Excerpt provided
[Start]

You’re probably not surprised to find out that there’s a committee of people who nominate those eligible for a Nobel Prize in any field. The Norwegian Nobel Committee sends out nomination forms around September to qualified nominators, who have to submit their nominations by the following January. 

We mentioned “qualified nominators,” and this is something that the Norwegian Nobel Committee has graciously put on the internet for the Nobel Peace Prize. Members of national assemblies/governments or heads of states (like the president of the US) are considered qualified. The Norwegian Nobel Committee also lists a handful of organizations whose members are considered qualified nominators. The International Court of Justice and The Permanent Court of Arbitration (both in The Hague) are some. Previous advisers to the Norwegian Nobel Committee, as well as previous awardees of the Nobel Peace Prize are considered qualified as well. Particularly prestigious university chairs also count too.

For all other categories, the ability to nominate is by invitation only

While the big list of nominations is stored somewhere, there’s a 50 year rule of secrecy, where the nominees of a given year are kept confidential for 50 years. You can’t nominate yourself, but you might as well start becoming friends with people who can nominate you, we guess. 

Where Do Those Nominations Go?

Once nominations are locked in they are sent to selection committees. With the exception of the Nobel Peace Prize, which is selected by a Norwegian institution, all other prizes are selected by Swedish organizations. The decision is made by a majority vote and cannot be appealed. Each prize can have a maximum of three winners, but only two works. You’ll notice that all the organizations that get the final say on who wins a given Nobel Prize are European. This has led to the Nobel Committee largely ignoring the global south

The process is quite long, and the selection of Nobel Prize laureates takes a little over the entire preceding year. Nominators are selected and invited in the preceding September, with their nominations put in by the January before the award ceremony. Much of the spring is spent consulting with experts in regards to the nominees, while the early summer is used to write a report on everybody. The vote happens in October and everything is awarded in December.

[End]

Aim
Quote the passage on Nobel Prize nominations word for word, starting with "You’re probably not" and going on through "the following January.".

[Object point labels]

[Start]

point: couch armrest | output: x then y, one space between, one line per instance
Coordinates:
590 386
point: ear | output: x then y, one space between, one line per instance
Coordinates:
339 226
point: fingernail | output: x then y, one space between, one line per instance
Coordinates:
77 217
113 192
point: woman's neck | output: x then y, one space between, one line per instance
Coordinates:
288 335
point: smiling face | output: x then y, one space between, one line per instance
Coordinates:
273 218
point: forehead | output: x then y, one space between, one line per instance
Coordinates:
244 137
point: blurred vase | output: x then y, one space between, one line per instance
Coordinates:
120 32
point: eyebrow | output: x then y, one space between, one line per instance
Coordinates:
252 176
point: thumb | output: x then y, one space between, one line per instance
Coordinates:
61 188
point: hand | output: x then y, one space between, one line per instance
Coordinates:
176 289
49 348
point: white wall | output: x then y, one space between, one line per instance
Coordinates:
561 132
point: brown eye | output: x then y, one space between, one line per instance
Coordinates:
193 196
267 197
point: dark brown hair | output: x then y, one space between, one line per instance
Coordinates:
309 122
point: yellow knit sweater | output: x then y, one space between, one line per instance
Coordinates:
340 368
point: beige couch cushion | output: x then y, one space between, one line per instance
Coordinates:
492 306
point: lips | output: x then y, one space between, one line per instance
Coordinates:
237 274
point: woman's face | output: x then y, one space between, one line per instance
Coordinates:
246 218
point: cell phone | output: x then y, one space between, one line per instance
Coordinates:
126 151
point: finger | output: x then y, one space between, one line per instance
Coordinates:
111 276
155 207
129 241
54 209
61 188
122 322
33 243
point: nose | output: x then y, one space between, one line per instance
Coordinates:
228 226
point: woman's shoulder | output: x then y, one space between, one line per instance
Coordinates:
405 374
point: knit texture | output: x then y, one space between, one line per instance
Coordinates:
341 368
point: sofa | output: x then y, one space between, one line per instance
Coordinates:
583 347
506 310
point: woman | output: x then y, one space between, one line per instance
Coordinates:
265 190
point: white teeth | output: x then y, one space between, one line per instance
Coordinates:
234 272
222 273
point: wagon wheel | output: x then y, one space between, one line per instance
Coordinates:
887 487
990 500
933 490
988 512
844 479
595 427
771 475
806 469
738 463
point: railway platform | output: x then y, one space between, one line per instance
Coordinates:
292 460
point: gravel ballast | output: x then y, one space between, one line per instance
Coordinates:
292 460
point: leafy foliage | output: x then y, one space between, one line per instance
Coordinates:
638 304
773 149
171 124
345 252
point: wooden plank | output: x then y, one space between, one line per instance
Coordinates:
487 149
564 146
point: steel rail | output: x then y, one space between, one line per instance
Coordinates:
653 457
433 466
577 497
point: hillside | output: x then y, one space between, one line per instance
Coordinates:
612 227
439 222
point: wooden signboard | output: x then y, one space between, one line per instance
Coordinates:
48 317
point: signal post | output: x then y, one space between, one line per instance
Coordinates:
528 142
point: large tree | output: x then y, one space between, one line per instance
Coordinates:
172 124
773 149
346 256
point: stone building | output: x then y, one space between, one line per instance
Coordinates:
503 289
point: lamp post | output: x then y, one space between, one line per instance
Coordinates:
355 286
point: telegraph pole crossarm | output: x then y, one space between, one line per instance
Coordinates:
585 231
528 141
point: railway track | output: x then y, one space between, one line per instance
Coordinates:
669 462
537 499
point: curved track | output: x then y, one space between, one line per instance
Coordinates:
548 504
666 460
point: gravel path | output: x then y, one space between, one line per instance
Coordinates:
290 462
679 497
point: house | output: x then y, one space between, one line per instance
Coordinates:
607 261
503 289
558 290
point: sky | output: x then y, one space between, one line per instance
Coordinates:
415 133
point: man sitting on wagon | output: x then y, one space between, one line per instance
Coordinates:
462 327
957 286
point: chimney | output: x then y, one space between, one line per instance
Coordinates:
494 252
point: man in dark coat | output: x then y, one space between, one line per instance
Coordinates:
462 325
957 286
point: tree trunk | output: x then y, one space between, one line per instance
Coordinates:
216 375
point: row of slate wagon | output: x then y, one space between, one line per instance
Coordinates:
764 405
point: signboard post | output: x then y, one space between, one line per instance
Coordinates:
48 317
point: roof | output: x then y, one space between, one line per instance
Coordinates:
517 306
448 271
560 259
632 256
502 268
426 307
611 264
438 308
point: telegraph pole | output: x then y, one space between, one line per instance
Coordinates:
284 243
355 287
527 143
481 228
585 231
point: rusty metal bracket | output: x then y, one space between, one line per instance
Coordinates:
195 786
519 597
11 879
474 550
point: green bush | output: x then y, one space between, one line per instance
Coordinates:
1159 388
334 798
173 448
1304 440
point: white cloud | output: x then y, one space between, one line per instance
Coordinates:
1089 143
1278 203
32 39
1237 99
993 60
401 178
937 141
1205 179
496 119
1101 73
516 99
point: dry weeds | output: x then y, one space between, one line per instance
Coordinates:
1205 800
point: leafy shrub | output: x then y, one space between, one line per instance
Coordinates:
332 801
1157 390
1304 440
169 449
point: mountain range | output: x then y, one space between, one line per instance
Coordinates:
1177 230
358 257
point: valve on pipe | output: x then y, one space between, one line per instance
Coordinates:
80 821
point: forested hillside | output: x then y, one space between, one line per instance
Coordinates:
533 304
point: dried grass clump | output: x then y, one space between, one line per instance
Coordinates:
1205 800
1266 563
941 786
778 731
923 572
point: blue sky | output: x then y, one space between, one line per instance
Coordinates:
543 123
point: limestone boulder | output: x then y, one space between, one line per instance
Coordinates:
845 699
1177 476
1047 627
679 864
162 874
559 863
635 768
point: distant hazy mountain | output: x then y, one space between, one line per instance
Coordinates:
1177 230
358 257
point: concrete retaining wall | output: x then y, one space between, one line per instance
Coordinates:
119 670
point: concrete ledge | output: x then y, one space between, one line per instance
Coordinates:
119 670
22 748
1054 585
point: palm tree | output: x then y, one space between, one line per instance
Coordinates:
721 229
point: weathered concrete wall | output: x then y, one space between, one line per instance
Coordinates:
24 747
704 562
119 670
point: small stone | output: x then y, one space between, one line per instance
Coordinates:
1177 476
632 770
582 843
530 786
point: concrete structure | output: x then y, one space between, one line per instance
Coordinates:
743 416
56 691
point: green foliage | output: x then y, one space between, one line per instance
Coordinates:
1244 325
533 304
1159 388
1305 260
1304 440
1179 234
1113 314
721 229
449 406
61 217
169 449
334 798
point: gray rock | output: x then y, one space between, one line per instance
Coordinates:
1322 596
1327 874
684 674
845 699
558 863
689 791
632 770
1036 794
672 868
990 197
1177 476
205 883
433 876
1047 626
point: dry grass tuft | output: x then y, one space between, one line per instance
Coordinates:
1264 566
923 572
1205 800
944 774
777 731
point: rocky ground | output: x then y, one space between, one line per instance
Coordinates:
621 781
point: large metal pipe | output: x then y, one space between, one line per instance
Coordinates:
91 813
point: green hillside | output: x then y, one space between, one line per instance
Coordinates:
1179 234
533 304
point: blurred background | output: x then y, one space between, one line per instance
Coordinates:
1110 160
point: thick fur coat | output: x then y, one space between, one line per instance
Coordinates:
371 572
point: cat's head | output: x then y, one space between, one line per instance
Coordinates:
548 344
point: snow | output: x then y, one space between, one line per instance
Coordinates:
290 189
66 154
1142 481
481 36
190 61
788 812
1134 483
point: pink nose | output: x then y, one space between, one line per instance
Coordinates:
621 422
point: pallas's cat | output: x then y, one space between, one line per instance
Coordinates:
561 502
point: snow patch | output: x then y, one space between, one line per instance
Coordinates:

[End]

Response for this exercise
You’re probably not surprised to find out that there’s a committee of people who nominate those eligible for a Nobel Prize in any field. The Norwegian Nobel Committee sends out nomination forms around September to qualified nominators, who have to submit their nominations by the following January.